BEGIN RECORDS TO USE

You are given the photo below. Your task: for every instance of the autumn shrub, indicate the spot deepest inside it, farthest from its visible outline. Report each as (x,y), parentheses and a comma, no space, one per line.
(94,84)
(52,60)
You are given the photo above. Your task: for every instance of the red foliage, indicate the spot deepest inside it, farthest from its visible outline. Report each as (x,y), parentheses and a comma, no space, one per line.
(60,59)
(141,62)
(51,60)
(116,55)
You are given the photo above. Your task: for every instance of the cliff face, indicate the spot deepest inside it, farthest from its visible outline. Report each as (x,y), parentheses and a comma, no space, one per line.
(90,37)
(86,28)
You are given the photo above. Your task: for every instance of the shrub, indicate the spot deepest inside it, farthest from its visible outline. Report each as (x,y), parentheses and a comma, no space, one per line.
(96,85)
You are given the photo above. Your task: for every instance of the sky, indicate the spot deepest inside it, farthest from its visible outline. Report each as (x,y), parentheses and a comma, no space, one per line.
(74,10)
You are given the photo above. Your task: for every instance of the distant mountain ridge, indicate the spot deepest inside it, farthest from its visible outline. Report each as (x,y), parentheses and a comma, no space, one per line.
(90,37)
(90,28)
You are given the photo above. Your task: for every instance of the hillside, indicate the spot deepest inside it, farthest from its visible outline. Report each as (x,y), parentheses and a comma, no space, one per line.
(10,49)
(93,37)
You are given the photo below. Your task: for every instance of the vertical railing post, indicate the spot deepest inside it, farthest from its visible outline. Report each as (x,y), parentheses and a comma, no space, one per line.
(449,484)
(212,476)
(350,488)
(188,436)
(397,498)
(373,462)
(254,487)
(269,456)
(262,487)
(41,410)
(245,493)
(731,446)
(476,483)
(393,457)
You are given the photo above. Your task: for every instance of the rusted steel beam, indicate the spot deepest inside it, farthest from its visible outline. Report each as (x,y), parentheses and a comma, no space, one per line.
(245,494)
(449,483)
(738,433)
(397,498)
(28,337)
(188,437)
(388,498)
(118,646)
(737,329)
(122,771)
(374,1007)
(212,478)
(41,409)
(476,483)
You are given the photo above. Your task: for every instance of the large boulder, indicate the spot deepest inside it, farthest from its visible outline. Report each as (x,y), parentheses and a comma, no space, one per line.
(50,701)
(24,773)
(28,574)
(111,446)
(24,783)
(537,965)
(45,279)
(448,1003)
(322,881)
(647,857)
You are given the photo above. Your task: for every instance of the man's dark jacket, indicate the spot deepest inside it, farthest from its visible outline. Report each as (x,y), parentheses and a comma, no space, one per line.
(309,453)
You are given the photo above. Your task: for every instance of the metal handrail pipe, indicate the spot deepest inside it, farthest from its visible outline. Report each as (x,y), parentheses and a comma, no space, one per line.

END RECORDS TO USE

> YOUR OBJECTIVE
All of the entries should be repeated word for word.

> EXERCISE OUTPUT
You are given the photo below. Your task: for every instance of the autumn shrub, indicate the spot deepest inside it, farthest from its visible outline. Report each as (x,y), parentheses and a comma, no space, one per line.
(94,84)
(52,60)
You are given the photo above. Your task: for every instance of the red foliage, indicate the spot deepest inside it, farthest from its visible outline. Report each as (x,y), parentheses and a comma, no space, one per line.
(60,59)
(141,62)
(51,60)
(116,55)
You are given the photo above. Your task: for every instance of the cliff face, indicate the spot deepest inside it, farthest from its visible outline. Report each as (x,y), parentheses and a comma, no space, one per line.
(90,37)
(86,28)
You are given the photo above. Your task: for every instance of the shrub, indicate the spot deepest inside it, farthest from its visible outline. Report each as (x,y), parentheses and a comma, no space, one per line.
(96,85)
You are given the photo above. Your task: for every instance of the sky, indicate the spot deepest inside it, farthest from its visible outline. Report each as (x,y), parentheses and a comma, no space, one per line.
(74,10)
You are given the photo above. Your task: for every instance of the distant mountain ridge, indicate the spot deepest inside it, farthest from its visible outline. Report each as (x,y), parentheses and a comma, no space, one per line.
(90,37)
(90,28)
You are given the photo above. Your task: for every instance of the hillside, indicate the spot deepest inside it, farthest from its visible outline. Report each as (x,y), parentheses and a comma, no space, one per line.
(10,49)
(93,37)
You are given the photo below. Your task: for every instance of the vertical railing post, indicate the spot deepest inside it, farthest from its visible outline. Report each as (x,y), parentheses and a comma, no space, one per line.
(449,484)
(212,476)
(350,488)
(188,436)
(397,498)
(373,462)
(254,487)
(269,456)
(262,487)
(41,410)
(245,493)
(731,446)
(476,483)
(393,457)
You are given the photo above. Your task: for every instance of the rusted steel beam, indicate the spot deepest inside it, farthest from its visible outline. Report each as (x,y), parentheses and a comma, no space, one per line.
(245,494)
(449,483)
(738,433)
(397,498)
(28,337)
(188,437)
(388,498)
(118,646)
(737,329)
(122,771)
(374,1007)
(212,478)
(41,409)
(476,483)
You are given the photo above. Your task: for every instance of the large boulder, indicate the spot deepest inside it, farthest from its visible outline. Report each as (x,y), parentheses and a comma, no space, one per line.
(50,701)
(24,773)
(28,574)
(111,446)
(24,783)
(537,965)
(45,279)
(448,1003)
(322,881)
(647,857)
You are given the photo above. Your task: for every instance of the man's dark jacket, indicate the spot deepest inside it, farthest from its visible outline. Report each as (x,y), parentheses and a comma, no space, one per line.
(309,453)
You are given the photo above. Your task: for every instance of the metal handrail pipe, indicate the spot deepest inside it, farthest from its visible outline. Report each as (x,y), parentheses and a comma, no space, one per line.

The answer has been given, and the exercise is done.